### Instruction 1
In the passage on mother-tongue schooling below, rewrite the paragraph beginning "The Six-Year Yoruba Medium Primary Project" more concisely while keeping its main facts.
### Instruction 2
Answer the following questions using the passage on mother-tongue schooling below.
(a) In what region of Mexico did Modiano's 1973 study take place?
(b) When no quality mother-language school is available, which school does the opening paragraph recommend?
(c) In the Yoruba project, how was the L2 handled?
### Instruction 3
Write a continuation of the passage on mother-tongue schooling below, starting after its final sentence.

### Selected passage
____________

Take care while deciding school for your kid. And share this report with idiotic school management who forces exclusive English for even normal conversation. If you do not find quality school for mother language, go with school where medium of instruction is in Gujarati/Mother language but syllabus in English.
Research findings:
• Modiano’s (1973) study in the Chiapas highlands of Mexico found that indigenous children efficiently transferred literacy skills from the L1 to the L2 and out-performed monolingual Spanish speakers. Modiano also qualitatively explored how teachers from the same linguistic and cultural communities as their students were uniquely suited for their work.
• The Six-Year Yoruba Medium Primary Project (Fafunwa et al. 1975; Akinnaso 1993; see Adegbiya 2003 for other references) demonstrated unequivocally that a full six-year primary education in the mother tongue with the L2 taught as a subject was not only viable but gave better results than all-English schooling. It also suggested that teachers should be allowed to specialize in L2 instruction.

____________

### Information shown
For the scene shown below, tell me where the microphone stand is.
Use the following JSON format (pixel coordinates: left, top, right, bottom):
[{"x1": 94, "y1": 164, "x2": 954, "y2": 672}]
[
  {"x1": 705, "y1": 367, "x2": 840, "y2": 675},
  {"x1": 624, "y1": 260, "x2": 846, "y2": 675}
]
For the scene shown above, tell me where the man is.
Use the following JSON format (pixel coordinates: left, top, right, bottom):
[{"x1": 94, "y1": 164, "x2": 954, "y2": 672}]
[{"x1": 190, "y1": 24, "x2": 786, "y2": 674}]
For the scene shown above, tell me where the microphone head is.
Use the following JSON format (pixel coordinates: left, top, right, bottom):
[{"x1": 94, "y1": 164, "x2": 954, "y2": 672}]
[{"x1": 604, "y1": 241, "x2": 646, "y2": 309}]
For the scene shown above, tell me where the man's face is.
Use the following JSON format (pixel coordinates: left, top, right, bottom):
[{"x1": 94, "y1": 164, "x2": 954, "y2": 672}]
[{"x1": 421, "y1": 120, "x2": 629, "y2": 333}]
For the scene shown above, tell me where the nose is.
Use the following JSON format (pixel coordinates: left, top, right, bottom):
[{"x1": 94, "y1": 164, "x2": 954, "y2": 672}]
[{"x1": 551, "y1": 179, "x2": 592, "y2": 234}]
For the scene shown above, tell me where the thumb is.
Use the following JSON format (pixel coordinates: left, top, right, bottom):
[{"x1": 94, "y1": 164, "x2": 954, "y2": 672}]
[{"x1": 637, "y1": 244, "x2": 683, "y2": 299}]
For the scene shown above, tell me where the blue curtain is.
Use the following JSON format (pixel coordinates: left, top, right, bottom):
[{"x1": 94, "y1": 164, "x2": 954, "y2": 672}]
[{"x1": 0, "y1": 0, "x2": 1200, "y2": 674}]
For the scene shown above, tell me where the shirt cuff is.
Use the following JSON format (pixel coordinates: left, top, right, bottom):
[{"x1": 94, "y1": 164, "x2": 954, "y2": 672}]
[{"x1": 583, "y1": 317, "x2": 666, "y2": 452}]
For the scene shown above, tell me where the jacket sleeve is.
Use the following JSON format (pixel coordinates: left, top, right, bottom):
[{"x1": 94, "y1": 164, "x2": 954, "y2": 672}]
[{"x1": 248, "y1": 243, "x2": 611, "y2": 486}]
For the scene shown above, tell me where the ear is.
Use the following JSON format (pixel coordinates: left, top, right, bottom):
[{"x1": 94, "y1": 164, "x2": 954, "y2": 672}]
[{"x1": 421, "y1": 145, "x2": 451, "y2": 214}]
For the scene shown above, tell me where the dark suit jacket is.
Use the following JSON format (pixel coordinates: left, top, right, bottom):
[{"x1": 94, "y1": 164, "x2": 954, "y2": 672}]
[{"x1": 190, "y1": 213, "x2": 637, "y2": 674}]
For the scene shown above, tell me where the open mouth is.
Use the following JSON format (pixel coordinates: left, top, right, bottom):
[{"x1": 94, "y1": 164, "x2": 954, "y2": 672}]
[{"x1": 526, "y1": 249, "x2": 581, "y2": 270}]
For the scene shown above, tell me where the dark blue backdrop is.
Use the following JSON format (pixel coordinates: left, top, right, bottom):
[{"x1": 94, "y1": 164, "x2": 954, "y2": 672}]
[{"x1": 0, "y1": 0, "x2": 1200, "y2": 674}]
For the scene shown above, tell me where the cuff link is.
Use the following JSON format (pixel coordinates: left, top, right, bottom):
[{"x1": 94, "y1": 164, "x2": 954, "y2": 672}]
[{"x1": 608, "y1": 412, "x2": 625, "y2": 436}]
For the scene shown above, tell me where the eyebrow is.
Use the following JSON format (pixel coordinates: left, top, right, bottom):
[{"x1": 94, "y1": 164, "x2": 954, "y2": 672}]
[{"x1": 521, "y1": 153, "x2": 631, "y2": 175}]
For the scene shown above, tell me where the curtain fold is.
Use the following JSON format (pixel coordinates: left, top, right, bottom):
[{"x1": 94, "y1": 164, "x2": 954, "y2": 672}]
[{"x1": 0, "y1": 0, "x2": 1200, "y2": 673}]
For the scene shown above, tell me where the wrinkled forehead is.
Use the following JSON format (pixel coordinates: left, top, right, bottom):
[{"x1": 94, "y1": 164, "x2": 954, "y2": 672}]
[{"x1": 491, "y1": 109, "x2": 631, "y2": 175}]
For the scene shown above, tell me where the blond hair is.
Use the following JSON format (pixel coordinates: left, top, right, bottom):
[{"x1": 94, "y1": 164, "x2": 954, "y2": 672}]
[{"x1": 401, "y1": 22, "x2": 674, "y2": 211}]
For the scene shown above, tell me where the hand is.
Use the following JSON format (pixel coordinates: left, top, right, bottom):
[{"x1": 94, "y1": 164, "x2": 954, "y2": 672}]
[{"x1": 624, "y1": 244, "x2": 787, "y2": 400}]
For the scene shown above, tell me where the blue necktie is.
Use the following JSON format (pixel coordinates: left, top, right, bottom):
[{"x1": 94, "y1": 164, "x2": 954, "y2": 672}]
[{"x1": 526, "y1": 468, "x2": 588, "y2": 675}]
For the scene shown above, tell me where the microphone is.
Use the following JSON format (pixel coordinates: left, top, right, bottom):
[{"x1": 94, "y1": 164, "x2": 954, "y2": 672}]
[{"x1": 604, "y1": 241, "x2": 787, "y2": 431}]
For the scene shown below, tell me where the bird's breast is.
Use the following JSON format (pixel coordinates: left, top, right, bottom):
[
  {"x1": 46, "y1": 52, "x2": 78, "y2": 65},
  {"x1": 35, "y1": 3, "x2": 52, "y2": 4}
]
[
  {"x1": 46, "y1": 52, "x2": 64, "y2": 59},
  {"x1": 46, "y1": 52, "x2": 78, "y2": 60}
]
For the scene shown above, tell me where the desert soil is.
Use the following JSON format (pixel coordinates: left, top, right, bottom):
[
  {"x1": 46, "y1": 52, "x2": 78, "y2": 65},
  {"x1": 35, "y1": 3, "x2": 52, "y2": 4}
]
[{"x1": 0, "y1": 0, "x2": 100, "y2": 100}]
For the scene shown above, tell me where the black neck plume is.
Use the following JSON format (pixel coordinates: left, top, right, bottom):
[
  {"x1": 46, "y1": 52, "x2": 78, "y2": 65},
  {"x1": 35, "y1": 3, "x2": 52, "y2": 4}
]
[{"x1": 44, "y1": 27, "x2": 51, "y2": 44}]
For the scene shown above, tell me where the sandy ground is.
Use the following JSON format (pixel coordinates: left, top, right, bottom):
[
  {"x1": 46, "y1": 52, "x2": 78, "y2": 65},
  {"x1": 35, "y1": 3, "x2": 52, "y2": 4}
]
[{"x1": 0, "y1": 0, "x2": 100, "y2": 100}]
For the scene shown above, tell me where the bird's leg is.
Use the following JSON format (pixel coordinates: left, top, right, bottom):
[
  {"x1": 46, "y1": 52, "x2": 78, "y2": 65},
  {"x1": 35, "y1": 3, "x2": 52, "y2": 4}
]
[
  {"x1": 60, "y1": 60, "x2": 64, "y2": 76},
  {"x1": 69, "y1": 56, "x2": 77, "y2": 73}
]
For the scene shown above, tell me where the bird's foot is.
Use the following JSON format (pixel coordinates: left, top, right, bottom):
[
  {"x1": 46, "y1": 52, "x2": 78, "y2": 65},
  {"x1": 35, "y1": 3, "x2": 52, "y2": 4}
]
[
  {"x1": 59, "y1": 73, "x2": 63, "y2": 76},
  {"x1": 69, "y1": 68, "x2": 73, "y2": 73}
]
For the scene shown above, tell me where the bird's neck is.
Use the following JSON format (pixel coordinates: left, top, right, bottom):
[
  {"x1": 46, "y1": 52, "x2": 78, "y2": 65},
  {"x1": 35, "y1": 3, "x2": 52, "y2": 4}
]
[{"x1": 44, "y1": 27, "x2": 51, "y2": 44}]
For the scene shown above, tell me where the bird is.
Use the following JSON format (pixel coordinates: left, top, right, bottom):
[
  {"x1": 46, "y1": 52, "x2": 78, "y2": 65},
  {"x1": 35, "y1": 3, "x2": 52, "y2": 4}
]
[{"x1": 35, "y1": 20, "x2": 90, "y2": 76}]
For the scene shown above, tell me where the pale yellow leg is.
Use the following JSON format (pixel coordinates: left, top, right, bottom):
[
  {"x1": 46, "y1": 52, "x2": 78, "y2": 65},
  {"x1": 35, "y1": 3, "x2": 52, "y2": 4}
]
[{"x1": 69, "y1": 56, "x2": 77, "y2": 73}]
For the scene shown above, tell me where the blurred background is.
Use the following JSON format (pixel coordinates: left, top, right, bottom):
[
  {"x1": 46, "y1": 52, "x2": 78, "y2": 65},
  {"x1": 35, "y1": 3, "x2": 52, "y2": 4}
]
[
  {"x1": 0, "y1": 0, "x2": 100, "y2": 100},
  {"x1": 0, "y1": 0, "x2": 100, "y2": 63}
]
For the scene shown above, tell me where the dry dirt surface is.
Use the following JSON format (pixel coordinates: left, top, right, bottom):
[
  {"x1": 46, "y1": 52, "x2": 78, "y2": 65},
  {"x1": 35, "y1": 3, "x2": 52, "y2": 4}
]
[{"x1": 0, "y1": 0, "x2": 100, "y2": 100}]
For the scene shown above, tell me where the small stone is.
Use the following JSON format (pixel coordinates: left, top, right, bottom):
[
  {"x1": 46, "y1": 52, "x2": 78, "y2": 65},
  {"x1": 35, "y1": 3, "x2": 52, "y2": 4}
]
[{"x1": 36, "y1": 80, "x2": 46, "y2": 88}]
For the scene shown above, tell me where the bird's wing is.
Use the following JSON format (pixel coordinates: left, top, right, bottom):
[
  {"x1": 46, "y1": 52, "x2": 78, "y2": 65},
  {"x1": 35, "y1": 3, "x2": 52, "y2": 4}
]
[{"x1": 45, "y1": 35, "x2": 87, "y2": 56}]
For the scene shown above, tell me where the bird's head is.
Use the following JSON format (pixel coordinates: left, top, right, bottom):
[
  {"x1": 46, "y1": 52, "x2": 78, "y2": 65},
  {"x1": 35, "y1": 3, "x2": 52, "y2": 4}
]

____________

### Output 1
The Six-Year Yoruba Medium Primary Project (Fafunwa et al. 1975; Akinnaso 1993) clearly showed that a full six years of primary schooling in the mother tongue, with the L2 taught as a subject, was viable and produced better results than all-English schooling. It also suggested that teachers be allowed to specialize in L2 instruction.

### Output 2
(a) The Chiapas highlands.
(b) A school where the medium of instruction is Gujarati or the mother language but the syllabus is in English.
(c) It was taught as a subject.

### Output 3
• The Rivers Readers Project, also in Nigeria, showed how mother tongue materials of reasonable quality could be developed even where resources were scarce and even for previously undeveloped languages with small numbers of speakers (Williamson, 1976). Communities themselves provided competent native speakers and funds for language development, producing over forty publications in fifteen languages.
• Large-scale research on Filipino-English bilingual schooling in the Philippines (Gonzalez & Sibayan, 1988) found a positive relationship between achievement in the two languages, and found that low student performance overall was not an effect of bilingual education but of other factors, especially the low quality of teacher training (see also Dutcher 1995).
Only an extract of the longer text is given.